[Recorded information Boundary: Start]

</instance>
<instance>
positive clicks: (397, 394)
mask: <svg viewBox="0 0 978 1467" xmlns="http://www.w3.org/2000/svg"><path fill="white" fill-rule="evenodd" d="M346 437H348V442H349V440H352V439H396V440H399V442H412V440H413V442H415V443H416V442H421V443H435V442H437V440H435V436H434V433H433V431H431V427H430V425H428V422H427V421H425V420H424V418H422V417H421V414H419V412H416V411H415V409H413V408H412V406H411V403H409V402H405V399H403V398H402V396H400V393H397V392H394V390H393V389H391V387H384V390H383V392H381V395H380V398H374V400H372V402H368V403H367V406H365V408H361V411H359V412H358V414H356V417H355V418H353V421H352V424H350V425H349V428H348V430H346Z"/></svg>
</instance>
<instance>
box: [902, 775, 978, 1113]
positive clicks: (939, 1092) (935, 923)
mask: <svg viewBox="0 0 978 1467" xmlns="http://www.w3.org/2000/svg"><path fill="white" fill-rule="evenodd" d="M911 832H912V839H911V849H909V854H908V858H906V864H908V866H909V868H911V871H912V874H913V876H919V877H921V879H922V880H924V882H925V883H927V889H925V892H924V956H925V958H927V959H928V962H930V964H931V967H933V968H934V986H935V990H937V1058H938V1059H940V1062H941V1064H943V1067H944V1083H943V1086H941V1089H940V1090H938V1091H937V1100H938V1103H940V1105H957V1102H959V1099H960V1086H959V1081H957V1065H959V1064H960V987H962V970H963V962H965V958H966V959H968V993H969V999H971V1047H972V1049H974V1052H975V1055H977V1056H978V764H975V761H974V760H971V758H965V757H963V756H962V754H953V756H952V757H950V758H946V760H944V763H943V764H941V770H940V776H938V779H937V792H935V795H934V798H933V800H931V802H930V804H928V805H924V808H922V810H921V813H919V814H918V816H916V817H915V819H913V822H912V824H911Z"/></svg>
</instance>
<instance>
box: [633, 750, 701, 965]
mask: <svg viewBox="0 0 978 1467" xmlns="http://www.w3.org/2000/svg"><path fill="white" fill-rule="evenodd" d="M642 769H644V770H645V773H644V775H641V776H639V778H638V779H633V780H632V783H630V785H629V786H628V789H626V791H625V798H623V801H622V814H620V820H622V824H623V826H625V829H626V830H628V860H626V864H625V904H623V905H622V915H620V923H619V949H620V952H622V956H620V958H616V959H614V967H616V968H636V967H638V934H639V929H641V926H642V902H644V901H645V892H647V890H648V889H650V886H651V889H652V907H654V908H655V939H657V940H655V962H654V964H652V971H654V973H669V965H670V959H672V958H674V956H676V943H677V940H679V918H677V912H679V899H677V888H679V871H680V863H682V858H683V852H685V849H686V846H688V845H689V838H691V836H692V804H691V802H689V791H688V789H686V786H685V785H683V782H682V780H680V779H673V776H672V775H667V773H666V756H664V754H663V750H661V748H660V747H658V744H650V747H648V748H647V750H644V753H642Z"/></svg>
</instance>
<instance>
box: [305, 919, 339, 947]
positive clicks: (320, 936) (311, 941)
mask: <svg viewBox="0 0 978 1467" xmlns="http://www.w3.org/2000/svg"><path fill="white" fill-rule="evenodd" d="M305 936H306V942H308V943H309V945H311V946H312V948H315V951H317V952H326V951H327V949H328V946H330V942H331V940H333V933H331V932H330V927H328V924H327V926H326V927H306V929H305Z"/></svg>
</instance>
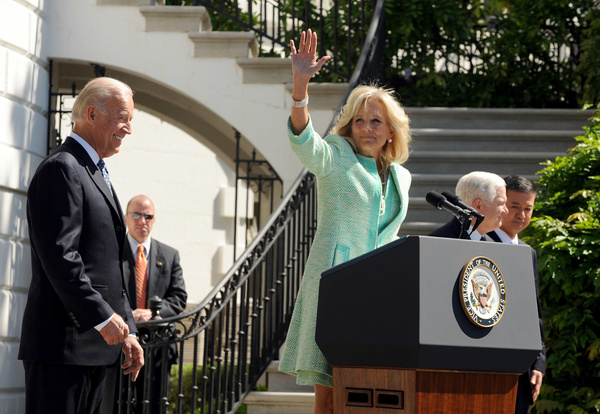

[Recorded information Boundary: End]

Find every line in the entries above that contains the string "clicks" and copy each of those lines in full. Treat uppercase and lowercase as different.

• Task solution:
positive clicks: (397, 394)
positive clicks: (939, 1092) (935, 923)
positive clicks: (320, 936) (311, 941)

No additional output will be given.